**목표**
아래 데이터의 줄들을 그대로 옮겨 적으세요. "feather in the photo above." 부분이 있는 줄에서 시작해 "thin branch in the photo above." 부분이 있는 줄까지 적고 멈추세요.

**제공된 데이터**

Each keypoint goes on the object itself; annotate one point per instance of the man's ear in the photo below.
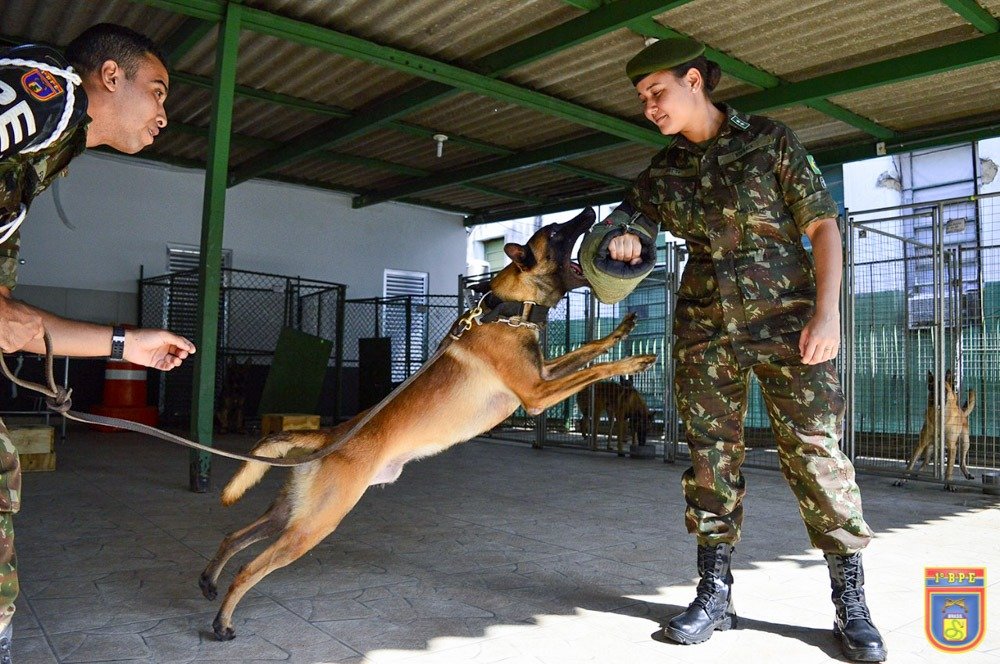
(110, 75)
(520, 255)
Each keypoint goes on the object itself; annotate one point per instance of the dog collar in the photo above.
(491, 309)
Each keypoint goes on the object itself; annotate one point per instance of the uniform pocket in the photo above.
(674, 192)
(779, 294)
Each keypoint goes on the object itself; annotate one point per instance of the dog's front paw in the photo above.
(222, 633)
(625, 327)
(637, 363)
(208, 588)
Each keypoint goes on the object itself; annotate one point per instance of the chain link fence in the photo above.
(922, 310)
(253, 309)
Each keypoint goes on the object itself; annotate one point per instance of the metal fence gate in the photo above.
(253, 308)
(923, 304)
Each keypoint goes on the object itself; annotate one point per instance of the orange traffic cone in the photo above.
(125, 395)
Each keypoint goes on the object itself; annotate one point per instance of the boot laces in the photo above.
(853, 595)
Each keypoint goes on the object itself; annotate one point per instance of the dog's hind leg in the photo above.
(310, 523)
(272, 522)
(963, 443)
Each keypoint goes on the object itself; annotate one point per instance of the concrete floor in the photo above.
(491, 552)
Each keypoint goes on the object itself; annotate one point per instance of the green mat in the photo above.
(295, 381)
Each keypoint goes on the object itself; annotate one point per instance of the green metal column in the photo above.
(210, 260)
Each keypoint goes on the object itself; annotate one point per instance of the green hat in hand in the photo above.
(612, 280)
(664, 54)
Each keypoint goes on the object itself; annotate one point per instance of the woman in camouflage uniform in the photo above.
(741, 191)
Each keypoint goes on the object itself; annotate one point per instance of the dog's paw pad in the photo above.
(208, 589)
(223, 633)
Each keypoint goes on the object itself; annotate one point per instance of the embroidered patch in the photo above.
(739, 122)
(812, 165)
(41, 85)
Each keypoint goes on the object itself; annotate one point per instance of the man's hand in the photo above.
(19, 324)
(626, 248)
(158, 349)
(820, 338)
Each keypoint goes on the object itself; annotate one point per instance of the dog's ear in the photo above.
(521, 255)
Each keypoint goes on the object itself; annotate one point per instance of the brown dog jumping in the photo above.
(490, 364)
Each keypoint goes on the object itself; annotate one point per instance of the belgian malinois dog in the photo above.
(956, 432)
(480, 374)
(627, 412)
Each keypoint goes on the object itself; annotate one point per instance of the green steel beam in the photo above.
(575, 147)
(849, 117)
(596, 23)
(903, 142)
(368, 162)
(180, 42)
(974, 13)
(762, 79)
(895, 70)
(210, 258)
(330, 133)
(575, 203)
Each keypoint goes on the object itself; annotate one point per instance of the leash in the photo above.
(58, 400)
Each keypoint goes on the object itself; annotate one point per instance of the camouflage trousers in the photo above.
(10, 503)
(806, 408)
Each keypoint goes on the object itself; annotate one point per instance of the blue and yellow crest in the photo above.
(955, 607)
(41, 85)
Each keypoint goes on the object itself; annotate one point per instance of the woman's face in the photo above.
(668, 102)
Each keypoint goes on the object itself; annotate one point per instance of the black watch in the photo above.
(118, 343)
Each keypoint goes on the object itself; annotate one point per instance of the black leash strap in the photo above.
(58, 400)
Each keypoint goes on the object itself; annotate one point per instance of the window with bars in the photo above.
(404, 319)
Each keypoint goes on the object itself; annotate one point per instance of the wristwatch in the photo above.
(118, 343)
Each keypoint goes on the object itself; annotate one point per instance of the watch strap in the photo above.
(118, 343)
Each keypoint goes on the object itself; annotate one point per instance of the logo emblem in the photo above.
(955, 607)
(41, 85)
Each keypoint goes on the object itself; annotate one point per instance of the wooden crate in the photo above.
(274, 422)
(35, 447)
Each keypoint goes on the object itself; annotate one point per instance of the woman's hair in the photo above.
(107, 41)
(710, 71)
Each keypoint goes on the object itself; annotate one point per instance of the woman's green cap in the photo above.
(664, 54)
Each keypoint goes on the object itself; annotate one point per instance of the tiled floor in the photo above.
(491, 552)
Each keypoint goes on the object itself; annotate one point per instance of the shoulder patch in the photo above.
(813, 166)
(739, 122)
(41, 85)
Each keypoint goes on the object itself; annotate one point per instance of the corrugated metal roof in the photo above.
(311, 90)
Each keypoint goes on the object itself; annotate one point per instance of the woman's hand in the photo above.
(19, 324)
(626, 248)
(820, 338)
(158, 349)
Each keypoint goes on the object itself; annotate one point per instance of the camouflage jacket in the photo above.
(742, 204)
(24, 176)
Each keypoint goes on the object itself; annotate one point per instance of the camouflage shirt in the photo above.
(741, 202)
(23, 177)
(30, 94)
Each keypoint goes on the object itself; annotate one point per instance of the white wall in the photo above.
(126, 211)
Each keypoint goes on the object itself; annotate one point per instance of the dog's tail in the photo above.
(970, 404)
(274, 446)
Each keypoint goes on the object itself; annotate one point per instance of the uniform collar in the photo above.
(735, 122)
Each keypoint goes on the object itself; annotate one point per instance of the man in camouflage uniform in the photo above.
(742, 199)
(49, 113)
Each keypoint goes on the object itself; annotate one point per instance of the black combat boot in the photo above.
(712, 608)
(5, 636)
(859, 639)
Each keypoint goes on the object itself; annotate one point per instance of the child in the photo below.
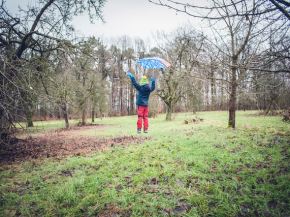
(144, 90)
* * *
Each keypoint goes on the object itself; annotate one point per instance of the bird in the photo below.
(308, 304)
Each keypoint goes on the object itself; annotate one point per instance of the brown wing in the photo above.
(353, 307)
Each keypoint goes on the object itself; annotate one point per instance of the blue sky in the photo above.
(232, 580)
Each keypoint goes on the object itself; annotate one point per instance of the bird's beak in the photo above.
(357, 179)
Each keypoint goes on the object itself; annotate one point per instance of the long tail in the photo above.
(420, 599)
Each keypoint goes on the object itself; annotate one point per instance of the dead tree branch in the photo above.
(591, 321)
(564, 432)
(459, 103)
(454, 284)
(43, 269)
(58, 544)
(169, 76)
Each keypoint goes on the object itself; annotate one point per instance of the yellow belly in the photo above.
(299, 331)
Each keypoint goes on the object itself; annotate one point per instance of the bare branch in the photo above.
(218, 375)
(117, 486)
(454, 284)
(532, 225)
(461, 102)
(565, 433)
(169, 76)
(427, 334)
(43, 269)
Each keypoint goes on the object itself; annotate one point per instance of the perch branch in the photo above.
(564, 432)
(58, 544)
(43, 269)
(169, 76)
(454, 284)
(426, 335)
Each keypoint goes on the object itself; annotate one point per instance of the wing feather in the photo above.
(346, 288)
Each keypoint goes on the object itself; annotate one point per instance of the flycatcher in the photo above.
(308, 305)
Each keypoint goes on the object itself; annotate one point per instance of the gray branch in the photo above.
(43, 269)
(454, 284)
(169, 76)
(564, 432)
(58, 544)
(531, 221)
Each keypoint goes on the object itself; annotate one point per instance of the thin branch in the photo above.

**아래 풀이**
Each keypoint goes on the object itself; annotate one point per instance of the wing feather in the photo above.
(346, 288)
Each keypoint goes on the object itself; annotate one point per instance of the flycatcher in the photo above.
(308, 305)
Each keypoint goes on the object itself; annotate one point per instance of the gray branch in the photo above.
(43, 269)
(454, 284)
(169, 76)
(564, 432)
(58, 544)
(531, 221)
Each keypoint goes on the object itself; annotate one point per instance of the thin branch in the photo above.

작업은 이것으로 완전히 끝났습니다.